» **Given request**
Convert the material from its first line up to and including the line containing "(1037, 749)" into a Markdown table with the columns Row and Line, numbering each row and omitting blank lines.

» **Provided data**
= = = = = = =
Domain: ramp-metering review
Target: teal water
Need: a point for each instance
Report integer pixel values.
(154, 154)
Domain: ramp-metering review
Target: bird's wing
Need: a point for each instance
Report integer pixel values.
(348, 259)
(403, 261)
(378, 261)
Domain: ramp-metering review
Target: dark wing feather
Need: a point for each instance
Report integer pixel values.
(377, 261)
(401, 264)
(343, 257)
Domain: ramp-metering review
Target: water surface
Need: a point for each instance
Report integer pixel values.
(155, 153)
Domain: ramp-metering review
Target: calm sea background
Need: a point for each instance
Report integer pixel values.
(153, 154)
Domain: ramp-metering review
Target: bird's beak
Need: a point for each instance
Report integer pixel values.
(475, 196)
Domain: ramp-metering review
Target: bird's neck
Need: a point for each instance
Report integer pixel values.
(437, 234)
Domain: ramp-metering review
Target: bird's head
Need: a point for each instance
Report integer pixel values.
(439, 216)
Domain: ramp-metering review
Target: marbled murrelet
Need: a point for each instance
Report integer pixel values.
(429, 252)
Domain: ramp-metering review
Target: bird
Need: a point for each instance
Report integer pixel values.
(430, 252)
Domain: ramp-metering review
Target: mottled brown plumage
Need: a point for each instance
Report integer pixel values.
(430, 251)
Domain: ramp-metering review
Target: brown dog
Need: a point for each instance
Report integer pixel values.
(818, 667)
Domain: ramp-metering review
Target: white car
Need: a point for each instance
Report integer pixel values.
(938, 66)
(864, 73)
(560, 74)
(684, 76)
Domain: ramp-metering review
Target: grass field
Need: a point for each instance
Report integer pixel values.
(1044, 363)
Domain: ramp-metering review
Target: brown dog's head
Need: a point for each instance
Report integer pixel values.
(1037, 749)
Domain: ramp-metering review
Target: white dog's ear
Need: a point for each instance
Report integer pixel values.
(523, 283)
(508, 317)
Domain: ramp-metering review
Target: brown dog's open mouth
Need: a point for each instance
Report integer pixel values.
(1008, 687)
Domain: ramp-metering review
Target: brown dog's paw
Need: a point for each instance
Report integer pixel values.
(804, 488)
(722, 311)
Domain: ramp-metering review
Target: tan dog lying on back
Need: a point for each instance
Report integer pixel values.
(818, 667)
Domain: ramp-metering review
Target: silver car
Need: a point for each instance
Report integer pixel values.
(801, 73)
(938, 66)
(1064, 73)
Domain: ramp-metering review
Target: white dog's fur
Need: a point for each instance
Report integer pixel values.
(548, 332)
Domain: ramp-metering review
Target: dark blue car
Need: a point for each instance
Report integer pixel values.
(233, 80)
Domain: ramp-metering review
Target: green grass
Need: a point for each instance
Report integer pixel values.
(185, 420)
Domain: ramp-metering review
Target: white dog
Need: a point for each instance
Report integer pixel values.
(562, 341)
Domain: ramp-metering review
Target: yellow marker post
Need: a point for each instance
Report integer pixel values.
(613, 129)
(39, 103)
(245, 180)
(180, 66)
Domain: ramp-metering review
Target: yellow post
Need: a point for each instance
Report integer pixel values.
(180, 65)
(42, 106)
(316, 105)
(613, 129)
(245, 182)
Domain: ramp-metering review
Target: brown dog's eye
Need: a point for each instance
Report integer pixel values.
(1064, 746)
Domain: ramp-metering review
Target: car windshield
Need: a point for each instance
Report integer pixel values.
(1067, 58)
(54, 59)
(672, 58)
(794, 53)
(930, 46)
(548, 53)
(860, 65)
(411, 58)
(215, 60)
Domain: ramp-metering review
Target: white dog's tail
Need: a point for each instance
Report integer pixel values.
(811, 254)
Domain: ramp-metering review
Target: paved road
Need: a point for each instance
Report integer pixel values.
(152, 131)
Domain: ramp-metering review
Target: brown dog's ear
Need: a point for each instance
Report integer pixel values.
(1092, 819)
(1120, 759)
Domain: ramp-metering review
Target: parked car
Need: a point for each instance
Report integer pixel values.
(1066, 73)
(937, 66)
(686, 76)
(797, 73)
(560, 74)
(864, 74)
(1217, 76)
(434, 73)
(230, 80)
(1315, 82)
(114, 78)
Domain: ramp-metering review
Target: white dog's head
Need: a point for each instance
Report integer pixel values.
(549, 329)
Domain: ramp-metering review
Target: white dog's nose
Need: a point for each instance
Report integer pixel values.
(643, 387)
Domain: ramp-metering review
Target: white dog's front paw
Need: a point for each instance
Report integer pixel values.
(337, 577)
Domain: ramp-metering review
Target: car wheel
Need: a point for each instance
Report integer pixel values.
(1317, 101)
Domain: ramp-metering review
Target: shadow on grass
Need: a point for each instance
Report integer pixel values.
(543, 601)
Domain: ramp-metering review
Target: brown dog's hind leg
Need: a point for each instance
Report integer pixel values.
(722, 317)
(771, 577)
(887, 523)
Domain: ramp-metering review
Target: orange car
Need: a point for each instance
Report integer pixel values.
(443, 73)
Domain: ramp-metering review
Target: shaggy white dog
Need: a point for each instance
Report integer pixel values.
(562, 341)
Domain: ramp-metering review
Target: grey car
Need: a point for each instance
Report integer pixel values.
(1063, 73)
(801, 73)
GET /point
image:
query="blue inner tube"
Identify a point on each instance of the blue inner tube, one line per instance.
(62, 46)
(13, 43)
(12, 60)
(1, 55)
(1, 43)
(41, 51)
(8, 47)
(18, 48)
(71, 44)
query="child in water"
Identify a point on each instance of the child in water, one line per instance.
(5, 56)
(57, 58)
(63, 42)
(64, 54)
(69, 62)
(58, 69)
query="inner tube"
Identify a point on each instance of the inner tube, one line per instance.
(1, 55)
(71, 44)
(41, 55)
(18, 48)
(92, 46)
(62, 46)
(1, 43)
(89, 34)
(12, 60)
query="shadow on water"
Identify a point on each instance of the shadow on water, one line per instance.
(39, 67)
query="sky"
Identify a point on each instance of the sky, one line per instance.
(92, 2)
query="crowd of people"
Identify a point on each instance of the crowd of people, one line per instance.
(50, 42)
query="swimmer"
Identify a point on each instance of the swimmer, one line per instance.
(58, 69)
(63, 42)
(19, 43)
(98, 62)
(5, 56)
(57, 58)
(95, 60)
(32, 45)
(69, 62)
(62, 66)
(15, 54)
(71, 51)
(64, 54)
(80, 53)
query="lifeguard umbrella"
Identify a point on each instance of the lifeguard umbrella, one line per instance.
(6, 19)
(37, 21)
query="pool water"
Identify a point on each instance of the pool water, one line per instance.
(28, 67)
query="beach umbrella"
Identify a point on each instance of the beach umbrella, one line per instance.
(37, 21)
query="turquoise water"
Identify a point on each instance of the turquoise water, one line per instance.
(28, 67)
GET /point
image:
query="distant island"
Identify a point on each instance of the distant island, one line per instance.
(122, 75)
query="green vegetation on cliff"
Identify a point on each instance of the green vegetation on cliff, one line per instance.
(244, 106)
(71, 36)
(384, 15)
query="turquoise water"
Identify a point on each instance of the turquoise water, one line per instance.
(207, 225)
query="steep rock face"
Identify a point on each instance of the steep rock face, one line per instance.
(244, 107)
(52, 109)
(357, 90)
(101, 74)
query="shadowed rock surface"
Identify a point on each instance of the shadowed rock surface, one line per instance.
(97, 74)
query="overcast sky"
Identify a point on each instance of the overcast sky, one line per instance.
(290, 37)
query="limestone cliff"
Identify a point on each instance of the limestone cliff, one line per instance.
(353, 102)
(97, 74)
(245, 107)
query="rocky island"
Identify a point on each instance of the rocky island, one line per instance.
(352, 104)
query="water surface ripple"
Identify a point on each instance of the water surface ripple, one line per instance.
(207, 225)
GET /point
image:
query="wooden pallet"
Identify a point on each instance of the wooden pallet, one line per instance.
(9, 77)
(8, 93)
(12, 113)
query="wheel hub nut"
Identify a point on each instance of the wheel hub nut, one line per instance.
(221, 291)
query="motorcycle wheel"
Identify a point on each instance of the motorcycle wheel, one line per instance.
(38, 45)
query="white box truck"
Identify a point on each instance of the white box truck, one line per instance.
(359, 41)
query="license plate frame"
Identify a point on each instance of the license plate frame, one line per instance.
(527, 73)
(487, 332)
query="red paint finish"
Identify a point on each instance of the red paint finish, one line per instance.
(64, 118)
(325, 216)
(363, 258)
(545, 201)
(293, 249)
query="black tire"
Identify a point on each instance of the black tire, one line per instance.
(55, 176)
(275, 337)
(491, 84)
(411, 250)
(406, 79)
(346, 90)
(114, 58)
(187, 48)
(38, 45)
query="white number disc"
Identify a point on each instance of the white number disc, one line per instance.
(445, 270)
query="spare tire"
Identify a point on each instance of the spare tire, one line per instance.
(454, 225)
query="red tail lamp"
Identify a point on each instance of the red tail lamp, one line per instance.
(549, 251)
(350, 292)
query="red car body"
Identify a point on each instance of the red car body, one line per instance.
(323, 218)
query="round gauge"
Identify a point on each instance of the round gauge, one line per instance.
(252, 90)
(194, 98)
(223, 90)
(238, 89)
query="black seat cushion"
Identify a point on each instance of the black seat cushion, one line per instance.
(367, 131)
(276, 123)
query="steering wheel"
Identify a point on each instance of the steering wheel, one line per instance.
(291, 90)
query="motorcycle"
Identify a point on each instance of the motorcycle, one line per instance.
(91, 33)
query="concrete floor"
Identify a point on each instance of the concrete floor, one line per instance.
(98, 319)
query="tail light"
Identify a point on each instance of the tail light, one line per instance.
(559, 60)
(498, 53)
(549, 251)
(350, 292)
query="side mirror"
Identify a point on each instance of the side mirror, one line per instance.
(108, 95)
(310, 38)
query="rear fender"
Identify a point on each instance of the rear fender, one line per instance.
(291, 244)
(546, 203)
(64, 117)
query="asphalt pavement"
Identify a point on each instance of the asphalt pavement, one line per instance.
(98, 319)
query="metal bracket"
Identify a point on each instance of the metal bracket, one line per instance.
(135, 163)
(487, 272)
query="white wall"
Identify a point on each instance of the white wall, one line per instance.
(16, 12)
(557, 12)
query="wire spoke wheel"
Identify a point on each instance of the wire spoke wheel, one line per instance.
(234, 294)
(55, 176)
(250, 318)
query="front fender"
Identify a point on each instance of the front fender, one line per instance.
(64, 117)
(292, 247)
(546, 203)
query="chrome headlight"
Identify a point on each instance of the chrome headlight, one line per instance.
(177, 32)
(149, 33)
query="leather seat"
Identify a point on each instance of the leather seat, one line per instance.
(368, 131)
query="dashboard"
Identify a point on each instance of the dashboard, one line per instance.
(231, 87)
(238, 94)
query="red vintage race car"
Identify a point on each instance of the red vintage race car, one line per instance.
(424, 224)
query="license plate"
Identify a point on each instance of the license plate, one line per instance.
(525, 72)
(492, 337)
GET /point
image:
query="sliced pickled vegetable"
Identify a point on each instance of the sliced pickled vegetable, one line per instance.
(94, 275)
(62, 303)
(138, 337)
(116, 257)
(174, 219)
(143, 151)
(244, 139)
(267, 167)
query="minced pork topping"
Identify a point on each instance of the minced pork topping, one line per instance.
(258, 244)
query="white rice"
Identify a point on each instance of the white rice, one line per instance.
= = = = = = =
» **Solution to this problem**
| Row | Line |
|---|---|
| 1 | Domain: ramp-metering review |
| 2 | Target: teal water |
| 3 | Need: a point for each instance |
| 4 | Report integer pixel values. |
| 5 | (154, 154) |
| 6 | Domain: ramp-metering review |
| 7 | Target: bird's wing |
| 8 | Need: a point for each instance |
| 9 | Report integer pixel values. |
| 10 | (348, 259) |
| 11 | (403, 261) |
| 12 | (378, 261) |
| 13 | Domain: ramp-metering review |
| 14 | Target: dark wing feather |
| 15 | Need: a point for each instance |
| 16 | Report integer pixel values. |
| 17 | (377, 261) |
| 18 | (401, 264) |
| 19 | (343, 257) |
| 20 | Domain: ramp-metering review |
| 21 | Target: water surface |
| 22 | Need: a point for each instance |
| 23 | Report integer pixel values. |
| 24 | (155, 153) |
| 25 | Domain: ramp-metering review |
| 26 | Target: calm sea background |
| 27 | Need: a point for each instance |
| 28 | Report integer pixel values. |
| 29 | (153, 154) |
| 30 | Domain: ramp-metering review |
| 31 | Target: bird's beak |
| 32 | Need: a point for each instance |
| 33 | Report integer pixel values. |
| 34 | (475, 196) |
| 35 | Domain: ramp-metering review |
| 36 | Target: bird's neck |
| 37 | Need: a point for each instance |
| 38 | Report integer pixel values. |
| 39 | (437, 234) |
| 40 | Domain: ramp-metering review |
| 41 | Target: bird's head |
| 42 | Need: a point for each instance |
| 43 | Report integer pixel values. |
| 44 | (439, 216) |
| 45 | Domain: ramp-metering review |
| 46 | Target: marbled murrelet |
| 47 | Need: a point for each instance |
| 48 | Report integer pixel values. |
| 49 | (429, 252) |
| 50 | Domain: ramp-metering review |
| 51 | Target: bird |
| 52 | Need: a point for each instance |
| 53 | Report integer pixel values. |
| 54 | (430, 252) |
| 55 | Domain: ramp-metering review |
| 56 | Target: mottled brown plumage |
| 57 | Need: a point for each instance |
| 58 | Report integer pixel values. |
| 59 | (430, 251) |
| 60 | Domain: ramp-metering review |
| 61 | Target: brown dog |
| 62 | Need: a point for each instance |
| 63 | Report integer pixel values. |
| 64 | (818, 667) |
| 65 | Domain: ramp-metering review |
| 66 | Target: white car |
| 67 | Need: a point for each instance |
| 68 | Report integer pixel values. |
| 69 | (938, 66) |
| 70 | (864, 73) |
| 71 | (560, 74) |
| 72 | (684, 76) |
| 73 | Domain: ramp-metering review |
| 74 | Target: grass field |
| 75 | Need: a point for each instance |
| 76 | Report integer pixel values. |
| 77 | (1044, 363) |
| 78 | Domain: ramp-metering review |
| 79 | Target: brown dog's head |
| 80 | Need: a point for each instance |
| 81 | Report integer pixel values. |
| 82 | (1037, 749) |